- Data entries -
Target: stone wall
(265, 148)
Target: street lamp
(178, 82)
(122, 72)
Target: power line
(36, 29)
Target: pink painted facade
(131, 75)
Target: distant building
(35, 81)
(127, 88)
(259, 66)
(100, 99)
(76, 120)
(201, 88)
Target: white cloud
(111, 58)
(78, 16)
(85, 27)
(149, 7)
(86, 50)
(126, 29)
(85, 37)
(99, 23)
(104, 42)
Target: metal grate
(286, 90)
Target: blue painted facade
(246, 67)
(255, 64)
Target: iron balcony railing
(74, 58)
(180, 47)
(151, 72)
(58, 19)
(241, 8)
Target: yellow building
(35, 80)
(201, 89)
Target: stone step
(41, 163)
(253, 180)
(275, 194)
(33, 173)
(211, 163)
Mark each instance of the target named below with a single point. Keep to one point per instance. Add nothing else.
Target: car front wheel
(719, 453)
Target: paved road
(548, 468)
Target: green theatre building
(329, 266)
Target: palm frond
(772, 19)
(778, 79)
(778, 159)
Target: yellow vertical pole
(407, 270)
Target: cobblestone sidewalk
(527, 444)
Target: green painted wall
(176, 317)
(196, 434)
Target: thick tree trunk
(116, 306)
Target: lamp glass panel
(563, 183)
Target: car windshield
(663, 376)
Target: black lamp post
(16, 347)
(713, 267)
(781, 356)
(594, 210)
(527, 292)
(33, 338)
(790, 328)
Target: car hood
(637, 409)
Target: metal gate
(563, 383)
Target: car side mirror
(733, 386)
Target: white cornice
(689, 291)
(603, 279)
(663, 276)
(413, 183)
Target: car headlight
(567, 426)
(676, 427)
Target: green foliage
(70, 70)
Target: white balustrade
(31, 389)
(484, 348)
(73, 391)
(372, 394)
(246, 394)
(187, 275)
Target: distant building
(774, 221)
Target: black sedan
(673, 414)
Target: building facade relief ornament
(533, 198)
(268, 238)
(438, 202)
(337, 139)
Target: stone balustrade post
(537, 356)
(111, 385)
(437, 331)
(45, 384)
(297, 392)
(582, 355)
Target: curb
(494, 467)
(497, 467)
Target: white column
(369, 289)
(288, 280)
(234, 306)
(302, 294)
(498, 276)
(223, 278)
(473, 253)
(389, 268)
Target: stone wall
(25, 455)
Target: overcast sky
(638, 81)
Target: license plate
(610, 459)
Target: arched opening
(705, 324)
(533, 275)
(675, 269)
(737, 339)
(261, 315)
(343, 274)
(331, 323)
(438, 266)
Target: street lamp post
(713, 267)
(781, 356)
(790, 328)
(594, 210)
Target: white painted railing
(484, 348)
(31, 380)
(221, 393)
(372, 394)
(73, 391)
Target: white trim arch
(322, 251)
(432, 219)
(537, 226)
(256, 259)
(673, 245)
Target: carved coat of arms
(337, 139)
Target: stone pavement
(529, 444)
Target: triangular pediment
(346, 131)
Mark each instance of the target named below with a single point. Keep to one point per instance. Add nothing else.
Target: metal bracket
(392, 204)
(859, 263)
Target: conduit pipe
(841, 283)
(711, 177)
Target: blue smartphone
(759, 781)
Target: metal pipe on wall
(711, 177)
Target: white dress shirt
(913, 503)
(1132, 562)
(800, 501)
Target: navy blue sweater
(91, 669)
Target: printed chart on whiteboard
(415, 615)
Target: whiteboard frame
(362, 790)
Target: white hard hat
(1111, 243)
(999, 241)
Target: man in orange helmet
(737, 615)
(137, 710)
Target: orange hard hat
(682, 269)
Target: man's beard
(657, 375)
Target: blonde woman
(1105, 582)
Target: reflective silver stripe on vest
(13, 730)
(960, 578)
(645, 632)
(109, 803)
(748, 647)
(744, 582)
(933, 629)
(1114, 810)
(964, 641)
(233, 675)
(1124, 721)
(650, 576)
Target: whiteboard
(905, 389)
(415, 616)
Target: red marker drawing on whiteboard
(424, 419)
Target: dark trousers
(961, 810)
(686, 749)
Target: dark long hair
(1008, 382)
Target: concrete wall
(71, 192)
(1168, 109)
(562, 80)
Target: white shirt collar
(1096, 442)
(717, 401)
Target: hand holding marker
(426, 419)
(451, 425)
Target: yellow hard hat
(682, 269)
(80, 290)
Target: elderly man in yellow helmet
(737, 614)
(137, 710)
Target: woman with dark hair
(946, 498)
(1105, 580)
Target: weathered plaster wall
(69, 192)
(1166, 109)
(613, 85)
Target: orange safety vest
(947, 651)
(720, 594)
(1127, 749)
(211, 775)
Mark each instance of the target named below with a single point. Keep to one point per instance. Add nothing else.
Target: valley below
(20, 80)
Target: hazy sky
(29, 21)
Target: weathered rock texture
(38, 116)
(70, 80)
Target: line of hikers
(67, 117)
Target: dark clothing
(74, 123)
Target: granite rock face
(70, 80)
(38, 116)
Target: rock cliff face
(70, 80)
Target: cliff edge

- HOW TO COMPLETE THIS TASK -
Every line above should be transcribed exactly.

- OUTPUT FOR THIS TASK -
Target: stone wall
(265, 148)
Target: street lamp
(178, 82)
(122, 72)
Target: power line
(36, 29)
Target: pink painted facade
(131, 75)
Target: distant building
(35, 81)
(127, 88)
(259, 66)
(100, 99)
(76, 120)
(201, 88)
Target: white cloud
(111, 58)
(78, 16)
(85, 27)
(149, 7)
(86, 50)
(126, 29)
(85, 37)
(99, 23)
(104, 42)
Target: metal grate
(286, 90)
Target: blue painted facade
(246, 67)
(255, 64)
Target: iron balcony railing
(74, 58)
(180, 47)
(151, 72)
(58, 19)
(241, 8)
Target: yellow building
(35, 80)
(201, 89)
Target: stone step
(41, 163)
(253, 180)
(275, 194)
(33, 173)
(211, 163)
Mark each instance of the target named below with a single point. Keep to one point per instance. Add nothing else.
Target: car front wheel
(719, 453)
Target: paved road
(548, 468)
Target: green theatre building
(329, 266)
Target: palm frond
(772, 19)
(778, 79)
(778, 159)
Target: yellow vertical pole
(407, 270)
Target: cobblestone sidewalk
(527, 444)
Target: green painted wall
(176, 317)
(196, 434)
Target: thick tree trunk
(116, 306)
Target: lamp glass panel
(563, 183)
Target: car windshield
(663, 376)
Target: black lamp post
(16, 347)
(713, 267)
(781, 356)
(594, 210)
(527, 292)
(33, 338)
(790, 328)
Target: car hood
(637, 409)
Target: metal gate
(563, 383)
Target: car side mirror
(733, 386)
Target: white cornice
(689, 291)
(603, 279)
(663, 276)
(413, 183)
Target: car headlight
(567, 426)
(676, 427)
Target: green foliage
(70, 70)
Target: white balustrade
(31, 389)
(484, 348)
(73, 391)
(372, 394)
(246, 394)
(187, 275)
Target: distant building
(774, 221)
Target: black sedan
(673, 414)
Target: building facade relief ornament
(533, 198)
(268, 238)
(438, 202)
(337, 139)
Target: stone balustrade post
(537, 356)
(111, 385)
(437, 331)
(45, 384)
(297, 392)
(582, 355)
Target: curb
(494, 467)
(497, 467)
Target: white column
(369, 289)
(288, 280)
(234, 306)
(302, 294)
(498, 276)
(223, 278)
(473, 253)
(389, 268)
Target: stone wall
(25, 455)
Target: overcast sky
(638, 81)
Target: license plate
(610, 459)
Target: arched opening
(705, 324)
(533, 275)
(675, 269)
(737, 339)
(261, 315)
(343, 274)
(331, 323)
(438, 266)
Target: street lamp post
(713, 267)
(781, 356)
(790, 328)
(594, 210)
Target: white painted railing
(484, 348)
(31, 380)
(221, 393)
(372, 394)
(73, 391)
Target: white trim arch
(322, 251)
(432, 219)
(537, 226)
(256, 259)
(673, 245)
Target: carved coat of arms
(337, 139)
Target: stone pavement
(529, 444)
Target: triangular pediment
(346, 131)
Mark each instance of the target named below with a single point. Keep to one point per instance. Add nothing else.
Target: metal bracket
(392, 204)
(859, 263)
Target: conduit pipe
(841, 283)
(711, 177)
Target: blue smartphone
(759, 781)
Target: metal pipe on wall
(711, 177)
Target: white dress shirt
(913, 503)
(1132, 562)
(800, 501)
Target: navy blue sweater
(91, 669)
Target: printed chart on whiteboard
(415, 615)
Target: whiteboard frame
(362, 790)
Target: white hard hat
(1111, 243)
(999, 241)
Target: man in orange helmet
(737, 615)
(137, 710)
Target: orange hard hat
(682, 269)
Target: man's beard
(657, 375)
Target: blonde woman
(1105, 582)
Target: reflective silver stripe on vest
(13, 730)
(960, 578)
(645, 632)
(109, 803)
(748, 647)
(744, 582)
(933, 629)
(1114, 810)
(964, 641)
(233, 675)
(1124, 721)
(650, 576)
Target: whiteboard
(905, 389)
(415, 616)
Target: red marker drawing on whiteboard
(424, 419)
Target: dark trousers
(961, 810)
(686, 749)
Target: dark long hair
(1008, 382)
Target: concrete wall
(71, 192)
(1168, 109)
(562, 80)
Target: white shirt collar
(1096, 442)
(717, 401)
Target: hand holding marker
(426, 419)
(451, 425)
Target: yellow hard hat
(682, 269)
(80, 290)
Target: elderly man in yellow helmet
(737, 614)
(137, 710)
Target: woman with dark hair
(946, 498)
(1105, 580)
Target: weathered plaster wall
(69, 192)
(1166, 109)
(613, 85)
Target: orange safety vest
(947, 651)
(720, 594)
(1127, 749)
(211, 775)
Mark each instance of the target named below with a single point. Keep to one point per instance. Add nothing else.
Target: valley below
(20, 80)
Target: hazy sky
(29, 21)
Target: weathered rock texture
(38, 116)
(70, 80)
Target: line of hikers
(67, 117)
Target: dark clothing
(74, 123)
Target: granite rock face
(70, 80)
(38, 116)
Target: rock cliff face
(70, 80)
Target: cliff edge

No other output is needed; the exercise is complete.